** WHAT THIS TASK INVOLVES **
Quote exactly, and only, the lines from the one with "sidewall, that would be wonderful." through the end of the listing.

** SUPPLIED INFORMATION **
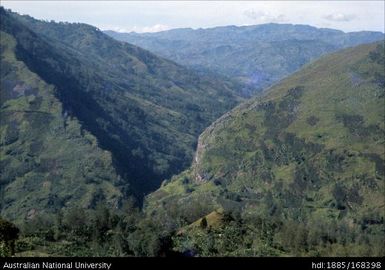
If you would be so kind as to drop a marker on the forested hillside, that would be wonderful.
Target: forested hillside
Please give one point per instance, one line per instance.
(258, 55)
(145, 111)
(299, 171)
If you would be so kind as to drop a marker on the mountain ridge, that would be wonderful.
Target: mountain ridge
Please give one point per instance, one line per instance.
(258, 55)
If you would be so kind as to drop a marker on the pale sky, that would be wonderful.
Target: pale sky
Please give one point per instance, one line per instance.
(152, 16)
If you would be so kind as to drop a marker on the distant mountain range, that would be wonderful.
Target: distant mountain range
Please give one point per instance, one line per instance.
(298, 171)
(258, 55)
(86, 118)
(107, 149)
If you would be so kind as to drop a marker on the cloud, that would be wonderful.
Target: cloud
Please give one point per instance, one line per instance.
(141, 29)
(264, 16)
(156, 28)
(340, 17)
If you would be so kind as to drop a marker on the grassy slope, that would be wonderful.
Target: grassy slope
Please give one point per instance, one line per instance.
(47, 160)
(312, 148)
(259, 55)
(145, 110)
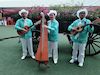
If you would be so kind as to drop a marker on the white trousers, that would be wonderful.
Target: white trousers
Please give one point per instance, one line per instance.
(53, 50)
(27, 44)
(81, 48)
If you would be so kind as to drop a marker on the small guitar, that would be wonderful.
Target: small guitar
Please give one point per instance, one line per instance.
(27, 28)
(78, 29)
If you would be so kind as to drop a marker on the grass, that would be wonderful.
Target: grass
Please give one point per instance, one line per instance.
(11, 64)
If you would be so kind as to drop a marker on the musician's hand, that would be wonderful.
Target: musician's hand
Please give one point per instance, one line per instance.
(45, 26)
(91, 24)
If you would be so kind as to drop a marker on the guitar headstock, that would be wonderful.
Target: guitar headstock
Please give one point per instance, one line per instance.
(42, 14)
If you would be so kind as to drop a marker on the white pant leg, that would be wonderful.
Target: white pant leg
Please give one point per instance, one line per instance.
(30, 46)
(49, 49)
(24, 46)
(75, 51)
(81, 53)
(55, 50)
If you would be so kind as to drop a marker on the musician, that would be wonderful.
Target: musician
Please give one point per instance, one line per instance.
(80, 39)
(26, 39)
(53, 27)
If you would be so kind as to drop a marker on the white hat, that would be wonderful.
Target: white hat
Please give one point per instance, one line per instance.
(82, 10)
(52, 12)
(23, 10)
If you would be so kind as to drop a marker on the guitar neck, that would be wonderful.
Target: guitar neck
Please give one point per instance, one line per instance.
(35, 24)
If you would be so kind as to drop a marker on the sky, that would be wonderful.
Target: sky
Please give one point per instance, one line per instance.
(46, 3)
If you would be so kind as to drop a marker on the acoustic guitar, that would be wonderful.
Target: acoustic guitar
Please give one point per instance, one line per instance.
(78, 29)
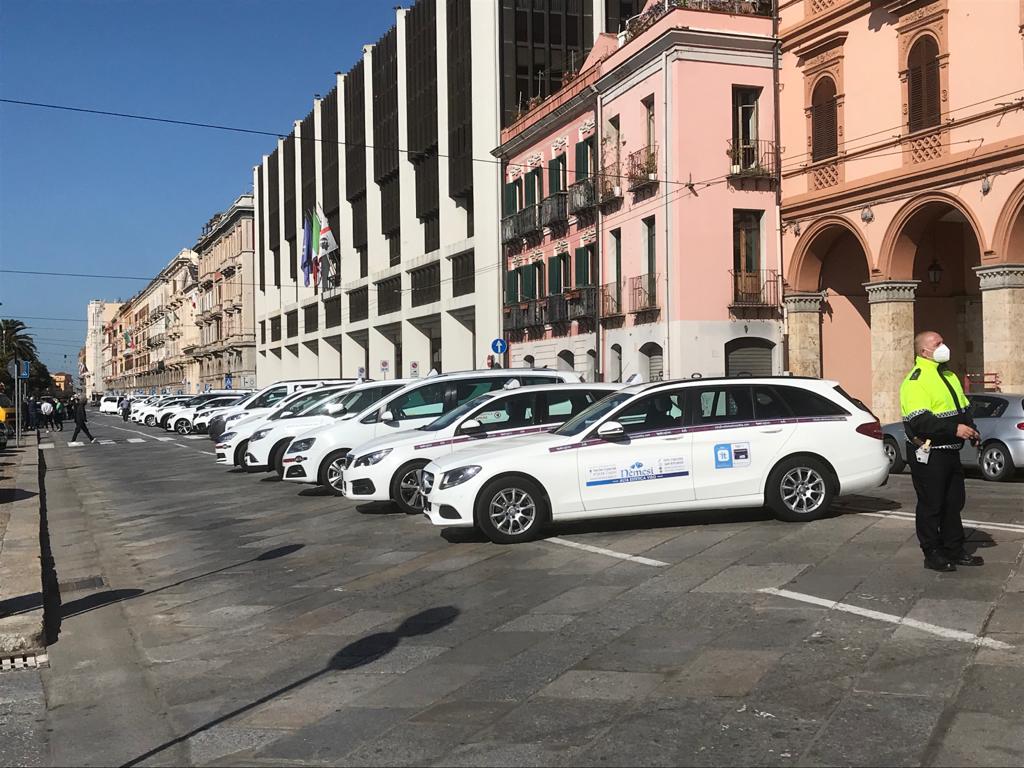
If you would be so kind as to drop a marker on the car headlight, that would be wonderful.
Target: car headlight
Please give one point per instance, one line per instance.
(304, 444)
(371, 459)
(459, 476)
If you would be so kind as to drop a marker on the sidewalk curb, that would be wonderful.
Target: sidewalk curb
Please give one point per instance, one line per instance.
(20, 563)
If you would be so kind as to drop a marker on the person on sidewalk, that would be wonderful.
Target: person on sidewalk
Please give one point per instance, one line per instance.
(80, 421)
(937, 421)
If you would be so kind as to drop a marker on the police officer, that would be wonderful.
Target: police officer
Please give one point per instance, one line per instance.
(937, 422)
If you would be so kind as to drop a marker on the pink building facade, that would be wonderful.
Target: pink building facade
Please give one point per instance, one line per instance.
(902, 172)
(641, 231)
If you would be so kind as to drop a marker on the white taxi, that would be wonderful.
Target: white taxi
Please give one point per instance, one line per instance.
(318, 456)
(786, 442)
(231, 445)
(265, 452)
(388, 468)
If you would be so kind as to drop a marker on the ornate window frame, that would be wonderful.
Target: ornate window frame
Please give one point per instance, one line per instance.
(918, 18)
(818, 59)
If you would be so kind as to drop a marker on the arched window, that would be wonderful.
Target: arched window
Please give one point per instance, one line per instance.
(616, 363)
(824, 121)
(924, 108)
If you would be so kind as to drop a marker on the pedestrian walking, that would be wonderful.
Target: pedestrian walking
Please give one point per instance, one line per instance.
(937, 421)
(80, 421)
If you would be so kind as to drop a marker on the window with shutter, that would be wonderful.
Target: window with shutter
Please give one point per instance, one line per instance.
(924, 108)
(824, 127)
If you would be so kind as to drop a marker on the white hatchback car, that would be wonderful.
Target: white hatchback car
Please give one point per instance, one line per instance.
(266, 446)
(788, 442)
(231, 445)
(388, 468)
(318, 456)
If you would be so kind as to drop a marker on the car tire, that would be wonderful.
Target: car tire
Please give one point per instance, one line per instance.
(995, 463)
(240, 454)
(896, 463)
(800, 488)
(400, 489)
(326, 476)
(504, 503)
(275, 462)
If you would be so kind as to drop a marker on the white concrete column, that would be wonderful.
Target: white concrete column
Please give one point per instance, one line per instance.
(892, 342)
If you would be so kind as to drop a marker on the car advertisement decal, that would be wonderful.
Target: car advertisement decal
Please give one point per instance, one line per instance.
(637, 471)
(732, 455)
(701, 428)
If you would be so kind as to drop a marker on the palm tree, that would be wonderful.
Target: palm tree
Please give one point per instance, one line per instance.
(15, 342)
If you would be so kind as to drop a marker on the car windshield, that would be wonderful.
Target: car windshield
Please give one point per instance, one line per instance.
(351, 402)
(598, 411)
(453, 416)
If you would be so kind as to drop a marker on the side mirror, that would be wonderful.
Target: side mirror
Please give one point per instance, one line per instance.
(471, 426)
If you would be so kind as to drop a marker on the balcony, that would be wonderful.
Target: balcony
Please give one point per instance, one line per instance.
(554, 210)
(752, 159)
(643, 293)
(583, 196)
(611, 183)
(641, 168)
(529, 313)
(755, 289)
(611, 300)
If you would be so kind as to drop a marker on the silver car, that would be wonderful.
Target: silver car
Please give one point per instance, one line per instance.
(1000, 421)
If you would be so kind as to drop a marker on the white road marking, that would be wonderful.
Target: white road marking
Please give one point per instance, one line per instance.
(908, 517)
(608, 552)
(932, 629)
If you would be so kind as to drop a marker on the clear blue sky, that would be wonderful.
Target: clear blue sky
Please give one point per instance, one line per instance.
(88, 194)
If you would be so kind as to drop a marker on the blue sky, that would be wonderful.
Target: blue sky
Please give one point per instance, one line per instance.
(88, 194)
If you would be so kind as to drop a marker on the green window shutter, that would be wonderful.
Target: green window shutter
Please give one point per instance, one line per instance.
(583, 267)
(511, 286)
(583, 161)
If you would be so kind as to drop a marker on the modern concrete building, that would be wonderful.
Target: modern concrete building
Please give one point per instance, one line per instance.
(98, 314)
(397, 154)
(902, 124)
(226, 352)
(641, 227)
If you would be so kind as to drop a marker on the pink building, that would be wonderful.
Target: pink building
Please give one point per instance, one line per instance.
(902, 135)
(641, 229)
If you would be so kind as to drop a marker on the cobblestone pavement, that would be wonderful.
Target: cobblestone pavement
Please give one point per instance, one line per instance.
(217, 617)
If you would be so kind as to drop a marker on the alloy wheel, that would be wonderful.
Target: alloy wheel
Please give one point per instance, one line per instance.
(803, 489)
(512, 511)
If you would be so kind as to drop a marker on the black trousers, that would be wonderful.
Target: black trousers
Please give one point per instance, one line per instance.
(81, 428)
(940, 498)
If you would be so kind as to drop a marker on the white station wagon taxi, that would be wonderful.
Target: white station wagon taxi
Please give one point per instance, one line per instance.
(786, 442)
(389, 467)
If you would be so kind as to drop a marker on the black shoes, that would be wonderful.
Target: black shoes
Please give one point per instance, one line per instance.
(938, 561)
(966, 558)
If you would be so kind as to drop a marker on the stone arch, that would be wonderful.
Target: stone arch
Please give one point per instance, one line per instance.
(808, 256)
(1009, 236)
(899, 247)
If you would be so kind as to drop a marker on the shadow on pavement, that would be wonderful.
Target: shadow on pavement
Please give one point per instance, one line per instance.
(358, 653)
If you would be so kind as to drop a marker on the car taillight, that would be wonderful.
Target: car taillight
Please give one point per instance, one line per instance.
(871, 429)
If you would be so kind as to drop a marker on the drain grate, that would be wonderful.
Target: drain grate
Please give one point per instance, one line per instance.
(26, 662)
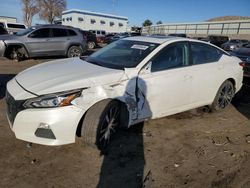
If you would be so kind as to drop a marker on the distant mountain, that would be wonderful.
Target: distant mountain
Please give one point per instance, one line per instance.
(228, 18)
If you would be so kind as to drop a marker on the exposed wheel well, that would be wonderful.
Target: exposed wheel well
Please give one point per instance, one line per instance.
(232, 81)
(18, 47)
(124, 115)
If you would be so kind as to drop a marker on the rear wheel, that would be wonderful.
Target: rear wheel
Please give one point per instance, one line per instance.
(224, 96)
(100, 123)
(91, 45)
(74, 51)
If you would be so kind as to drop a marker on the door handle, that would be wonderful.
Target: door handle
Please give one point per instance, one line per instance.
(187, 77)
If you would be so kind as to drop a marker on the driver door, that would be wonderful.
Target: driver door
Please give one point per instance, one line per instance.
(166, 86)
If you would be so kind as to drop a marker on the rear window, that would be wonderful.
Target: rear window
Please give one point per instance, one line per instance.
(59, 32)
(18, 26)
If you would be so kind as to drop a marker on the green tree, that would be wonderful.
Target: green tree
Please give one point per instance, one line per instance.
(51, 9)
(159, 22)
(147, 22)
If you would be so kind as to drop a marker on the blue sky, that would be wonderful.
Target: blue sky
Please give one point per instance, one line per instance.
(138, 10)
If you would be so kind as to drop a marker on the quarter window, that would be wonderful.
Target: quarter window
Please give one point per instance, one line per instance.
(173, 56)
(204, 53)
(59, 32)
(41, 33)
(71, 32)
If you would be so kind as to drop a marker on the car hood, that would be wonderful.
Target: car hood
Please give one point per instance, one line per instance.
(66, 74)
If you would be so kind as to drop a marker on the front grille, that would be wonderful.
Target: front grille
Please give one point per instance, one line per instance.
(13, 106)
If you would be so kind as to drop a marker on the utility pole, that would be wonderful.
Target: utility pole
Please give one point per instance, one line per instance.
(114, 2)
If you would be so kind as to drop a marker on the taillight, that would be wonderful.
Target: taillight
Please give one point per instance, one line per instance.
(243, 64)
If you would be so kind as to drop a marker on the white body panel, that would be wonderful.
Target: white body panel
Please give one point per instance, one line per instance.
(160, 93)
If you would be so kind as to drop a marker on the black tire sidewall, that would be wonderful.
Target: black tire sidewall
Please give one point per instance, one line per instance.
(72, 48)
(214, 106)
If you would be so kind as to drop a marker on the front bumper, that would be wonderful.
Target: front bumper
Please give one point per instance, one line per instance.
(46, 126)
(2, 48)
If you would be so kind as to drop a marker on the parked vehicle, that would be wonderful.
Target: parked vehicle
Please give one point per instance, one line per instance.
(126, 82)
(91, 39)
(43, 40)
(12, 28)
(178, 35)
(234, 44)
(216, 39)
(244, 54)
(3, 31)
(98, 32)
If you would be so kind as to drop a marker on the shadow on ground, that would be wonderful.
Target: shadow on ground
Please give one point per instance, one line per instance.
(241, 100)
(123, 165)
(4, 78)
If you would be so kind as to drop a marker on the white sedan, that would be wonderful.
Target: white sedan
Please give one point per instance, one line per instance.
(126, 82)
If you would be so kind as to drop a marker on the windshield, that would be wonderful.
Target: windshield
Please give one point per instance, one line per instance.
(122, 54)
(24, 32)
(234, 41)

** FULL SOLUTION **
If you would be so kind as to drop a marker on the black tire sidewall, that would be wonderful.
Target: black tire sidewall
Please give one point per instance, one line per instance.
(72, 48)
(214, 106)
If you would be so kind as to drop a marker on the front bumper, that would be wonderful.
Target: front bumper
Please give one point per instance, one line per instance.
(46, 126)
(2, 48)
If you would be so kind as to drop a marker on the parked vehicle, that would be wonderful.
Target: parked vehicle
Please give one point per instance, one line per instance.
(126, 82)
(91, 39)
(43, 40)
(12, 28)
(178, 35)
(234, 44)
(216, 39)
(244, 54)
(3, 31)
(98, 32)
If you would be so kind as to drop a marker on the shadow on ground, that would be wonderful.
Target: shadow on ground
Please give one point per instance, one line per instance.
(241, 100)
(123, 165)
(4, 78)
If you would be so kind as to drop a marker on the white sedan, that would be wonderful.
Target: white sedan
Please give one point per instance, one line per instance.
(126, 82)
If you would be so kind as to drop a marker on the windshield, that would be wonderful.
Target: windshield
Please give one point per instance, one line per instance.
(122, 54)
(24, 32)
(234, 41)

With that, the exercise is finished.